Your objective:
Edit the material below by replacing every "Target" with "Object", and leave everything else unchanged.

— START OF Listed entries —

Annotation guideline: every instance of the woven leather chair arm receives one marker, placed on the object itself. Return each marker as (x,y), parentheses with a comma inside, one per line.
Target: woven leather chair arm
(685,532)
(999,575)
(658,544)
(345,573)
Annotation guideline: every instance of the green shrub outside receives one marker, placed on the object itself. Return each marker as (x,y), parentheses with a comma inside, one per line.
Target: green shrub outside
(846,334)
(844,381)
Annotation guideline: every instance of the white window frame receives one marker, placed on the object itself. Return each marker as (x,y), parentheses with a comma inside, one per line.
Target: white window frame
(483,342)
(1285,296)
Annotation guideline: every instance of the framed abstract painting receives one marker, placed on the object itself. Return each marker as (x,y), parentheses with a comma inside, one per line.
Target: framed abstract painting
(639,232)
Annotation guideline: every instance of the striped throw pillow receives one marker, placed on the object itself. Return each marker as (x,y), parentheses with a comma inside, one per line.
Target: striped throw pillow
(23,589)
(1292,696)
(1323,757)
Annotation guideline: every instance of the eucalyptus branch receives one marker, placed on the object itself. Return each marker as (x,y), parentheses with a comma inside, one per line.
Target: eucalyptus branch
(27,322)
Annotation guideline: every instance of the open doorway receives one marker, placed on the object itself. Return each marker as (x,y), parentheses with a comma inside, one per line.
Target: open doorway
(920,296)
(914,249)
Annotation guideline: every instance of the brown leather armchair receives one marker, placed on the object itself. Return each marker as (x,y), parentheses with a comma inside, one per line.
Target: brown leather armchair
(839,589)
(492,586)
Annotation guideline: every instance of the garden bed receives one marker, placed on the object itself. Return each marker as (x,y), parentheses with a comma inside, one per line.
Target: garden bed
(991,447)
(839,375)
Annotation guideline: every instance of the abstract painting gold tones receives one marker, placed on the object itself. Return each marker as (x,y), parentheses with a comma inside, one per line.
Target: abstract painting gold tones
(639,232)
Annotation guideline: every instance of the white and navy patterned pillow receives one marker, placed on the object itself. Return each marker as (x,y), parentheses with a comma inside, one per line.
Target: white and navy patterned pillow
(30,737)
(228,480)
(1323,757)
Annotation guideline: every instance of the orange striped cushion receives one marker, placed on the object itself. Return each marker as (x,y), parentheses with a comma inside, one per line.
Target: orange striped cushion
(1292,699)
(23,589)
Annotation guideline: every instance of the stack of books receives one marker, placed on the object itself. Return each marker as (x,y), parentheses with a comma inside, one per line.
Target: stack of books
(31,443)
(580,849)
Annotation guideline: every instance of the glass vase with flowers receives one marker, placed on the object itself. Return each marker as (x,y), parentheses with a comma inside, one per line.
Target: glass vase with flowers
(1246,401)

— END OF Listed entries —

Written solution:
Annotation guideline: every instance of the woven leather chair arm receives one marker, placed on the object itself. Return each marker as (x,y), parentheses with a comma inside, one per line.
Object: woven leather chair arm
(685,532)
(999,575)
(658,544)
(345,573)
Annotation guideline: every instance of the green shrub outside receives one marker, placed on the object itself. Return each marker as (x,y), parentheses with a comma inside, one per line.
Object: green shrub outside
(846,334)
(844,381)
Annotation guideline: every instance of the white window frame receives one marker, placed on the object itself. Return each marker as (x,y), parentheses with a comma inside, one per line.
Object: white window frame
(483,342)
(1285,296)
Annotation guideline: every instance of the framed abstract painting receives one marker, placed on the object itself. Return each marker as (x,y), parentheses with a comma inside, one per line.
Object: framed abstract painting
(639,232)
Annotation guideline: every instance of the striped throw pillow receives one marker, placed on the object itself. Return each marker as (x,y), parentheses with a comma inside, one per line.
Object: striped throw pillow
(23,589)
(1292,696)
(1323,757)
Annotation guideline: every instance of the eucalyptus branch receives one marker, placed on the object itself. Return each marker as (x,y), parentheses with a comma inside, one per line.
Object: eucalyptus branch
(27,322)
Annotation guideline: every instance of the open doorway receives one marker, placed on the object itself. Return each marker as (x,y), parentheses with a comma inside, one per line.
Object: open doorway
(920,296)
(914,249)
Annotation guideline: every instance of the brown leather armchair receives one marker, placed on the object itself. Return each marker as (x,y), parentheses with a comma inside, one per line.
Object: brown leather armchair
(839,589)
(492,586)
Annotation guideline: every instance of the garden bed receives one marker, placed on the object itself. Return each marker as (x,y), parentheses with a comma inside, one per line.
Object: garden bed
(991,447)
(839,375)
Annotation guideline: every instance of the abstract painting gold tones receives one marker, placed on the object itself. Return each marker as (x,y), parentheses with a comma inside, one per line.
Object: abstract painting gold tones
(639,232)
Annotation guideline: every instance of the white and navy patterned pillow receives one marker, placed on the object itself. Return each marker as (x,y), parentheses with a comma inside, one per line.
Object: white and navy patterned pillow
(30,737)
(228,480)
(1323,757)
Annotation guideline: every instance of the orange striped cushion receives one marker, placed on the object itself. Return each marker as (x,y), parentheses with a comma inside, one per line.
Object: orange striped cushion
(1292,699)
(23,589)
Annotation guideline: every instance of the stack of books receives one marker, placed on the object itself. Return each marker as (x,y), parentheses with a comma inside, one per line.
Object: stack of books
(31,443)
(580,849)
Annotation guideline: every instance of the glass vase with flowers receives one marker, placed on the object itself. Return each marker as (x,y), parentheses with a comma inside, one per line.
Object: glass vase with flowers
(1246,401)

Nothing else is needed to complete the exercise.